- **EXERCISE A**: Write out the part of the biography of Jon Mosar that starts at "Mosar was a" and ends at "President since 2024.".
- **EXERCISE B**: According to the biography of Jon Mosar, which organization did he serve as President from 2008 to 2011?

Swiss geologist and academic

Jon Mosar is a geologist and academic serving as a Professor of Tectonics and Geodynamics in the Department of Geosciences at the University of Fribourg, Switzerland. His work spans tectonics, structural geology and plate tectonics, emphasizing geological processes of faulting, orogenic wedge mechanics, and fault-related folding. It is based on exploration geophysics, analog and numerical modeling, and mapping of Earth's geological structures.

==Early life and education==
Mosar earned a Certificat général d'éducation in sciences and languages, focusing on natural sciences, from the Lycée de Garçons de Luxembourg in 1978, followed by a Certificat d'études scientifiques (C.E.S.) in chemistry, biology, and geology from the Centre Universitaire in Luxembourg in 1979. He subsequently moved to France, where he studied at Louis Pasteur University, receiving a Maîtrise en Sciences de la Terre in 1982 and a Diplôme d'études approfondies (D.E.A.) in geology in 1983. He completed a Doctorat ès sciences in structural geology in 1987. He then conducted postdoctoral research in structural geology at Princeton University, USA, from 1988 to 1990, and at the University of Lausanne, Switzerland, from 1990 to 1993, with grants from the FNRS, the Luxembourg Government, NATO, and Fulbright-Hayes fellowships.

==Career==
Mosar began his academic career as a post-doctoral researcher at Princeton University, where he worked with John Suppe from 1988 to 1990. Following postdoctoral research at the Musée de Géologie of the Canton of Vaud (Switzerland), he was appointed First Assistant, equivalent to Assistant Professor, at the University of Lausanne from 1993 to 1998, while also serving as a Professor at the Université Populaire de Lausanne (UPL) from 1997 to 1998. Between 1998 and 2002, he worked at the Geological Survey of Norway (NGU) in Trondheim, initially as Senior Researcher and Associate Professor, later becoming Full Professor. In 2003, he received his Venia Legendi and Habilitation from the Department of Geosciences at the University of Fribourg, where he held the position of Maître d'Enseignement et de Recherche (MER) from 2002 to 2011. He has been a Professor in the Department of Geosciences since 2011.

Mosar was a member of the Scientific Council of the European Center for Geodynamics and Seismology (ECGS) from 2002 to 2011, serving as its President from 2008 to 2011. From 2009 to 2023, he served on the Geological Commission of the Swiss Academy of Sciences, as Vice President from 2017 to 2023, and has been its President since 2024.

Mosar has been featured in media outlets, such as World Radio Switzerland, Radio Luxembourg, Radio Suisse Romande, Télévision Suisse Romande, Radio Télévision Suisse, Migros Magazine, Le Matin and La Liberté. In 2003, he was portrayed in a book on 100 Luxembourgers Around The World.

- **ENTRIES SUPPLIED**:
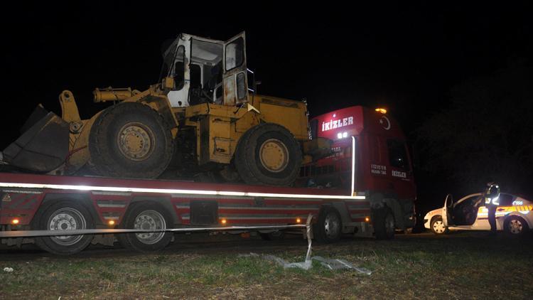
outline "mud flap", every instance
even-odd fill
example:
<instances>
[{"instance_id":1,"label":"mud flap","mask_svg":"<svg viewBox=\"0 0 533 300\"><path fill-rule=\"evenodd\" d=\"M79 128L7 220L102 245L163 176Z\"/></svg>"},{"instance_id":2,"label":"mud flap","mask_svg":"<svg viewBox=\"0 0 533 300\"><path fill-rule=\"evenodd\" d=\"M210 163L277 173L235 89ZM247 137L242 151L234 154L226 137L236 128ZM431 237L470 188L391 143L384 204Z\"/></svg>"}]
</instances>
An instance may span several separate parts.
<instances>
[{"instance_id":1,"label":"mud flap","mask_svg":"<svg viewBox=\"0 0 533 300\"><path fill-rule=\"evenodd\" d=\"M21 129L22 135L4 150L4 161L35 172L49 172L68 154L68 124L38 106Z\"/></svg>"}]
</instances>

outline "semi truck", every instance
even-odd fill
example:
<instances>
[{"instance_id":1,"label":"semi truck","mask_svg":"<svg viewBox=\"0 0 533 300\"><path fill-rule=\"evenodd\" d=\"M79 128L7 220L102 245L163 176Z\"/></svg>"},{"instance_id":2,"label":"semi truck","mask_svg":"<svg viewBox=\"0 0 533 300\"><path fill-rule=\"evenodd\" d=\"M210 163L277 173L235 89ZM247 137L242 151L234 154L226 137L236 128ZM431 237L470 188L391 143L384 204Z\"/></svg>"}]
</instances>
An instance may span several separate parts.
<instances>
[{"instance_id":1,"label":"semi truck","mask_svg":"<svg viewBox=\"0 0 533 300\"><path fill-rule=\"evenodd\" d=\"M244 183L0 173L0 230L68 230L290 225L312 214L313 237L390 239L414 223L415 186L405 139L390 116L360 106L311 121L313 134L334 140L328 157L303 165L292 187ZM280 230L259 230L266 239ZM1 232L0 232L1 235ZM165 247L168 232L3 238L35 242L58 255L91 243L139 251Z\"/></svg>"}]
</instances>

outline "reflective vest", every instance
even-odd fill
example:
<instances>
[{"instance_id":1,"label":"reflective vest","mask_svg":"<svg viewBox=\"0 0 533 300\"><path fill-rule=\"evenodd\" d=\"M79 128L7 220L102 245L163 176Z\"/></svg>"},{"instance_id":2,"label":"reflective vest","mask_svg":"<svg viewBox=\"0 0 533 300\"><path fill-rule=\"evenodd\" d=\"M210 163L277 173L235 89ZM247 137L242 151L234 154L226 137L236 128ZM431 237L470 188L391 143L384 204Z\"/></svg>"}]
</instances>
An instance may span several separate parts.
<instances>
[{"instance_id":1,"label":"reflective vest","mask_svg":"<svg viewBox=\"0 0 533 300\"><path fill-rule=\"evenodd\" d=\"M489 191L494 189L496 190L496 193L489 194ZM492 204L492 205L500 205L500 186L497 184L492 184L487 189L487 192L485 193L485 204Z\"/></svg>"}]
</instances>

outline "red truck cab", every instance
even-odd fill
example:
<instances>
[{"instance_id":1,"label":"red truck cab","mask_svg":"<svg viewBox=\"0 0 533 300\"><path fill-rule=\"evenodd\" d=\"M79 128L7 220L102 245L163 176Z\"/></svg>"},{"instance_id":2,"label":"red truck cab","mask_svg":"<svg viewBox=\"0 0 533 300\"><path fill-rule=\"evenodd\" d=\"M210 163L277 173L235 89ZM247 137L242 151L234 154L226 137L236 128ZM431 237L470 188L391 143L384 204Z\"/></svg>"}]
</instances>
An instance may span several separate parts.
<instances>
[{"instance_id":1,"label":"red truck cab","mask_svg":"<svg viewBox=\"0 0 533 300\"><path fill-rule=\"evenodd\" d=\"M311 137L333 141L331 154L303 166L296 184L364 194L375 221L390 210L396 228L406 230L416 220L411 160L404 132L386 112L353 106L313 118Z\"/></svg>"}]
</instances>

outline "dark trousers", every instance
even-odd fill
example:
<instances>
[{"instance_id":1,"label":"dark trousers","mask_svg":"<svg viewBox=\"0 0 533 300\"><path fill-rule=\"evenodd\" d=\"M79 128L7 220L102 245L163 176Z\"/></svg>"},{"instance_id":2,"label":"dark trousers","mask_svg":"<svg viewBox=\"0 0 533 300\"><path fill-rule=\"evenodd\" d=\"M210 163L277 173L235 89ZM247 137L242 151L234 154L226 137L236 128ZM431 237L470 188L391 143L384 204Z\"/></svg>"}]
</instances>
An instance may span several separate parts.
<instances>
[{"instance_id":1,"label":"dark trousers","mask_svg":"<svg viewBox=\"0 0 533 300\"><path fill-rule=\"evenodd\" d=\"M490 231L492 232L496 232L496 208L497 208L497 206L496 205L487 205L487 208L488 209L488 219L489 219L489 224L490 224Z\"/></svg>"}]
</instances>

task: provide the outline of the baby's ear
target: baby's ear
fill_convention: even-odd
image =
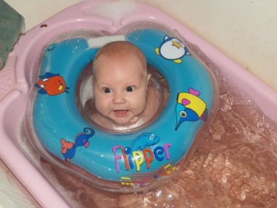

- **REPLY A**:
Mosar was a member of the Scientific Council of the European Center for Geodynamics and Seismology (ECGS) from 2002 to 2011, serving as its President from 2008 to 2011. From 2009 to 2023, he served on the Geological Commission of the Swiss Academy of Sciences, as Vice President from 2017 to 2023, and has been its President since 2024.

- **REPLY B**: The Scientific Council of the European Center for Geodynamics and Seismology (ECGS).